Point labeling dataset excerpts
::::::::::

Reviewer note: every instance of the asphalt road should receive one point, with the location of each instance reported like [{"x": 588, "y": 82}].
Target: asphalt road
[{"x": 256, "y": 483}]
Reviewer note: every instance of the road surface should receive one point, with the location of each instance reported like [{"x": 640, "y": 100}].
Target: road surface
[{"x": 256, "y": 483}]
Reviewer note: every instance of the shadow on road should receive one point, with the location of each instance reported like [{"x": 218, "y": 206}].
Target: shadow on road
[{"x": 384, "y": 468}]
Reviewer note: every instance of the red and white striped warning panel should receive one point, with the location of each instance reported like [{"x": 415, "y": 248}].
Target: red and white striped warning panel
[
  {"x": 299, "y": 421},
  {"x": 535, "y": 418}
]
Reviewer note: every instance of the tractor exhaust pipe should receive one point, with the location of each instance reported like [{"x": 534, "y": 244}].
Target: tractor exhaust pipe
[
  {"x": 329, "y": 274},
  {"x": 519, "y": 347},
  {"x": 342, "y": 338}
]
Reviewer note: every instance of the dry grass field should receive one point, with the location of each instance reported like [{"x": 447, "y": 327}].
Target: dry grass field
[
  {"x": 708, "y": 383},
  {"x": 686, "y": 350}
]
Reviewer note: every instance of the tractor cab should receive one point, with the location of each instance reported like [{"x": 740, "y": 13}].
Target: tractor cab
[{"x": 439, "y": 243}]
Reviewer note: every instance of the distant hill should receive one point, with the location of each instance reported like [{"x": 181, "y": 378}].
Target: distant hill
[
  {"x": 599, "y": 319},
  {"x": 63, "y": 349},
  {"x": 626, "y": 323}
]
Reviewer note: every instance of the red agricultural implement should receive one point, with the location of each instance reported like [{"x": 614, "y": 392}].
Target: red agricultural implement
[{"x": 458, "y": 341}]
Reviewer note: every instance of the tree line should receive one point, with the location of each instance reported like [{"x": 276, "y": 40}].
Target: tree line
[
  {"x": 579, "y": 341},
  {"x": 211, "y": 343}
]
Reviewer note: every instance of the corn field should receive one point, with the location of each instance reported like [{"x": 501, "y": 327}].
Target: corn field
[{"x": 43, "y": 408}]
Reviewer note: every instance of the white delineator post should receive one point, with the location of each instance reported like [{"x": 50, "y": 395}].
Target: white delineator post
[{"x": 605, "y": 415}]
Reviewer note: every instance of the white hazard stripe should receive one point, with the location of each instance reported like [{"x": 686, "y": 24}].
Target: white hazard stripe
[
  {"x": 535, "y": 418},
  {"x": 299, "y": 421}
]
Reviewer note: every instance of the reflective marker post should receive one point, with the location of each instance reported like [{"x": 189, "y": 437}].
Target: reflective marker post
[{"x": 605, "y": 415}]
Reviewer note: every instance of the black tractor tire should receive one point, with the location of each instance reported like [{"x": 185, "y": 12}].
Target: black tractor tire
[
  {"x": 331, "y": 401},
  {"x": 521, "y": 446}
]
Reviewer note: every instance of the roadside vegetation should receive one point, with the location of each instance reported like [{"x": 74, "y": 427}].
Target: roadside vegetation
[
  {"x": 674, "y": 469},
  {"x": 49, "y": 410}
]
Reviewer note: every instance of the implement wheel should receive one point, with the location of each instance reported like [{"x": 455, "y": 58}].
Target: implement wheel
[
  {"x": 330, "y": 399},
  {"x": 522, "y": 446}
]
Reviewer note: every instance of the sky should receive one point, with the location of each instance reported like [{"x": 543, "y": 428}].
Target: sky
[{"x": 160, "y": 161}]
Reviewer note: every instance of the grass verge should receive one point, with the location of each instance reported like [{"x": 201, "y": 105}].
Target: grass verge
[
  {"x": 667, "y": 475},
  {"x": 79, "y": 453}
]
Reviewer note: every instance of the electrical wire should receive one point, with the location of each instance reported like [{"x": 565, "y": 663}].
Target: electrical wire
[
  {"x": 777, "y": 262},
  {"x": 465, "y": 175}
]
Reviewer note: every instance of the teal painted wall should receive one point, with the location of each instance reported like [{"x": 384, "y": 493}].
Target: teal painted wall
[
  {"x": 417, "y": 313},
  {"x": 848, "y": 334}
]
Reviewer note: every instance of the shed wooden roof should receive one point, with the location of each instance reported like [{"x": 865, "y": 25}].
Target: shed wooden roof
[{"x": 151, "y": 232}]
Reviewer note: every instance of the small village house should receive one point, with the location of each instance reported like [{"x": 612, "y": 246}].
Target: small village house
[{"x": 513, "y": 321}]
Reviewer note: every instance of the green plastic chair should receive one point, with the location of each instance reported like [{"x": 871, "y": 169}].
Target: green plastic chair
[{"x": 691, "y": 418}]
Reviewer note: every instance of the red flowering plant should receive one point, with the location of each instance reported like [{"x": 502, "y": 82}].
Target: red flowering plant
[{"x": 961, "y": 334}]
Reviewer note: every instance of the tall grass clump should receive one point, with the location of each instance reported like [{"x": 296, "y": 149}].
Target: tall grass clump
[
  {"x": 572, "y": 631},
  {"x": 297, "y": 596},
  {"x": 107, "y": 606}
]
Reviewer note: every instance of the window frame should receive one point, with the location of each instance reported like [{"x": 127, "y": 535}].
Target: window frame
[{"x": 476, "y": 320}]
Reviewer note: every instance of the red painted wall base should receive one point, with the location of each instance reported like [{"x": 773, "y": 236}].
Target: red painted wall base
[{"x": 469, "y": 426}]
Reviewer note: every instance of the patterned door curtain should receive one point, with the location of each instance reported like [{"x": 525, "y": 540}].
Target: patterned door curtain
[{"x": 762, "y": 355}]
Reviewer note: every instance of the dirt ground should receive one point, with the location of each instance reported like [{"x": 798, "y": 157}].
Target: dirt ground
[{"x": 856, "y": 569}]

::::::::::

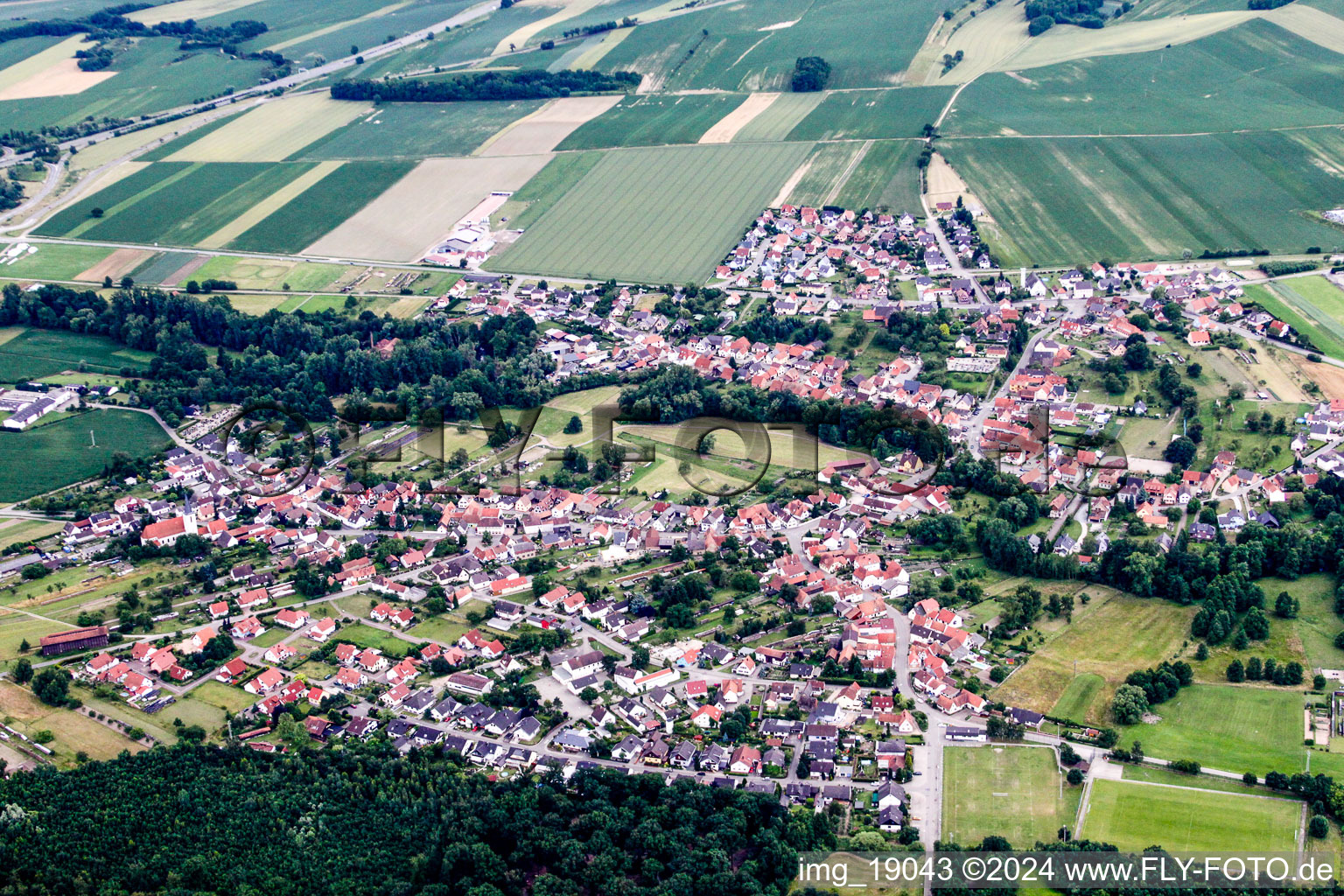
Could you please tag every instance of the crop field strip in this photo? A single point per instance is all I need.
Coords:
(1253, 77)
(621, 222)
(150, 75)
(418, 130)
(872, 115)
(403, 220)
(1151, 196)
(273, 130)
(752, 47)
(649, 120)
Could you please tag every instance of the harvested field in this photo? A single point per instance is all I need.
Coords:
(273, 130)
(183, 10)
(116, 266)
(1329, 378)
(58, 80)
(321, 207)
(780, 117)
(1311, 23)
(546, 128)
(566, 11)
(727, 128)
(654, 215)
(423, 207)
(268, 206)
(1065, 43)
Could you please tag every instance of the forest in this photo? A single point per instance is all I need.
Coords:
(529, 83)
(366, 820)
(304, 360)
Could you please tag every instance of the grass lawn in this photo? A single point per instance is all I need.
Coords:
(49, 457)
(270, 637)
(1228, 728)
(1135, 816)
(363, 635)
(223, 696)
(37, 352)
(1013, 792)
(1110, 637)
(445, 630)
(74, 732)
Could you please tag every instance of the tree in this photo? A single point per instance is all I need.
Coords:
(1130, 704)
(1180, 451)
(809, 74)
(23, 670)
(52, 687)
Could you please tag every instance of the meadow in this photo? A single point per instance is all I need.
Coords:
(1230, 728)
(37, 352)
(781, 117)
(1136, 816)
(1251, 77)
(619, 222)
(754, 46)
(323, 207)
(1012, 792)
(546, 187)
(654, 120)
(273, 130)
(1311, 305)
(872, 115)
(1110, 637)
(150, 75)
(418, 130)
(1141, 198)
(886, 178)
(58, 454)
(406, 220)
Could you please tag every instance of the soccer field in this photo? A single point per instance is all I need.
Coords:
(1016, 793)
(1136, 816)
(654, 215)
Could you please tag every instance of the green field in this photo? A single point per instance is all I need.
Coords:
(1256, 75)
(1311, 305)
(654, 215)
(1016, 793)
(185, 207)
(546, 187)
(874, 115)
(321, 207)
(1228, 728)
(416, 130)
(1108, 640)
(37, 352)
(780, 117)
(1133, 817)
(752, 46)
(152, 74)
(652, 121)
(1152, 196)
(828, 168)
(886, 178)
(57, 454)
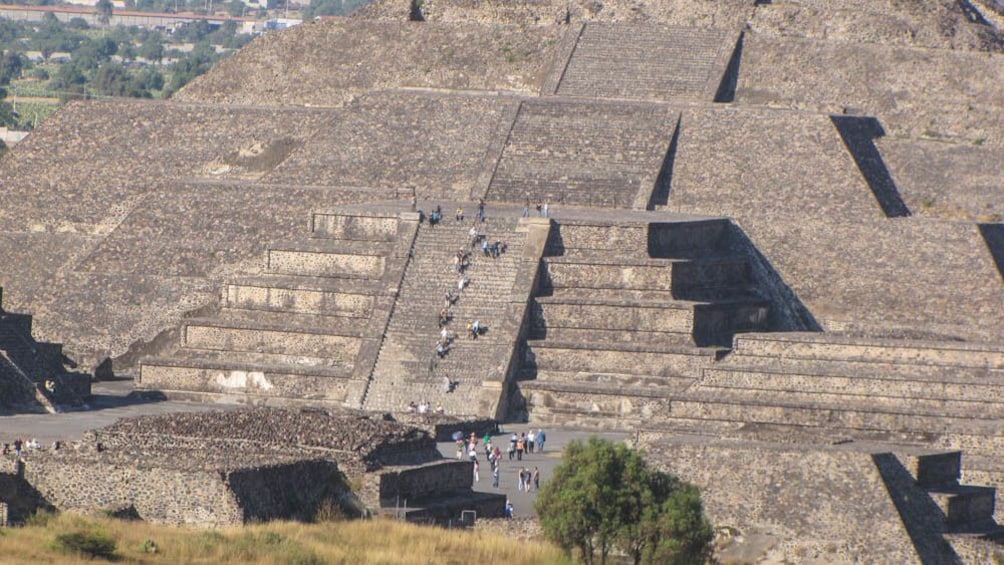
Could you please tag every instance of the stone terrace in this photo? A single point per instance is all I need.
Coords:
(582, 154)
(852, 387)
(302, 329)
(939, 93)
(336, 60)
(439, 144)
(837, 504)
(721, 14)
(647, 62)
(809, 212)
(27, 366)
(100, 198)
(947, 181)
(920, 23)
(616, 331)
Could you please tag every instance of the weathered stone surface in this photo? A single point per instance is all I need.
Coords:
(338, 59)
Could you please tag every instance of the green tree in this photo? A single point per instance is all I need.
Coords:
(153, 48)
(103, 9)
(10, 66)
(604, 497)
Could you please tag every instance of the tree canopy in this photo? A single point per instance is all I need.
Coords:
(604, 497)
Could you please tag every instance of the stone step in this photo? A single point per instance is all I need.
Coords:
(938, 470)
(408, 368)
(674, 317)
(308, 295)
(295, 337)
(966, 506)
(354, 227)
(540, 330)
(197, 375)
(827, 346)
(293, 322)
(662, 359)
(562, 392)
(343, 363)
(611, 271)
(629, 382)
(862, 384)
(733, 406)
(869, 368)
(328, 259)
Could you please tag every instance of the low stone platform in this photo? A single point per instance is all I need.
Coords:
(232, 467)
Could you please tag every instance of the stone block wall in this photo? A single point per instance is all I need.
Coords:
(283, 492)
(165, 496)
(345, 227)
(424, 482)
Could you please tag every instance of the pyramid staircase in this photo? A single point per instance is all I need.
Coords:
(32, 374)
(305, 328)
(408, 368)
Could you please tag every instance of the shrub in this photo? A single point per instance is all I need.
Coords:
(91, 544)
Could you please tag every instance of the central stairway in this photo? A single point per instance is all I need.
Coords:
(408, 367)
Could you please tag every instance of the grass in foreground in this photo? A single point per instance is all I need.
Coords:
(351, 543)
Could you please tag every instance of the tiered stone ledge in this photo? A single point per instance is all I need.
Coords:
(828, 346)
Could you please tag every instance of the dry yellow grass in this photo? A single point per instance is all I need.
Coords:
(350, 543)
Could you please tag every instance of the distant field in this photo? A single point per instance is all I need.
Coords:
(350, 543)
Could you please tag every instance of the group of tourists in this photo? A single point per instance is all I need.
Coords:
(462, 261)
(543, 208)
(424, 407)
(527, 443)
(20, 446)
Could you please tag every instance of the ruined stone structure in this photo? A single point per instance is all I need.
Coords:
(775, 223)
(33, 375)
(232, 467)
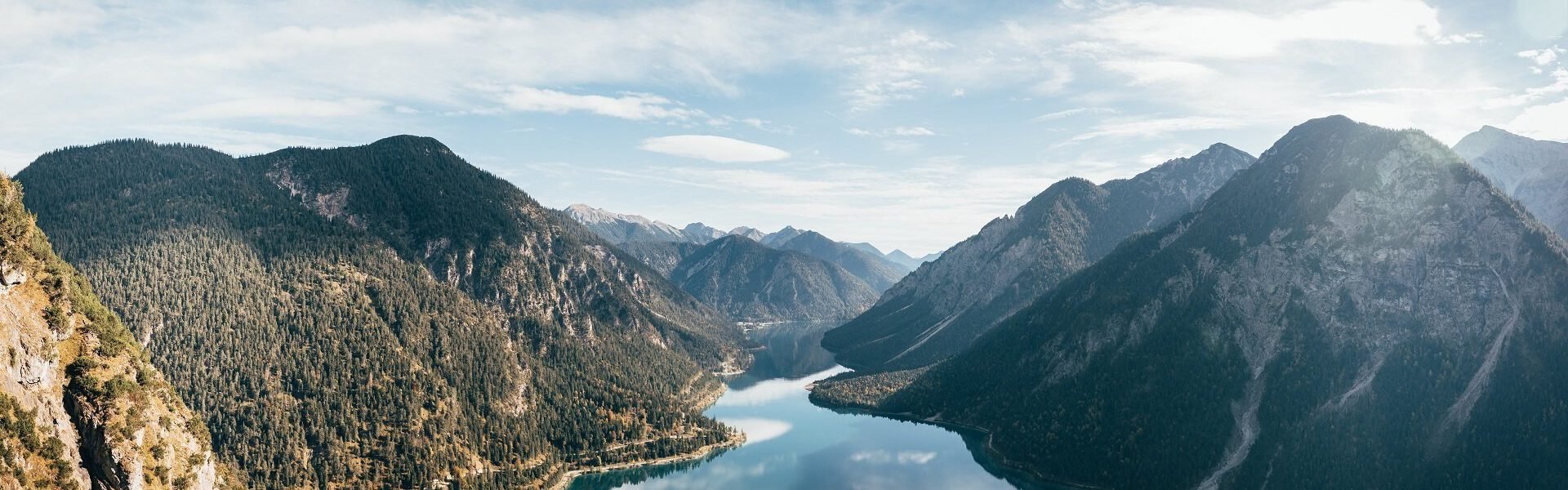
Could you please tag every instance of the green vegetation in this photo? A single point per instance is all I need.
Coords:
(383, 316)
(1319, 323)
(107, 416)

::::::::::

Which lines in the records contain the word "flowering"? Report each one.

Completed task
Reviewer note: every instance of the red flowering plant should receive one point, with the location of each instance reported like [{"x": 502, "y": 82}].
Target: red flowering plant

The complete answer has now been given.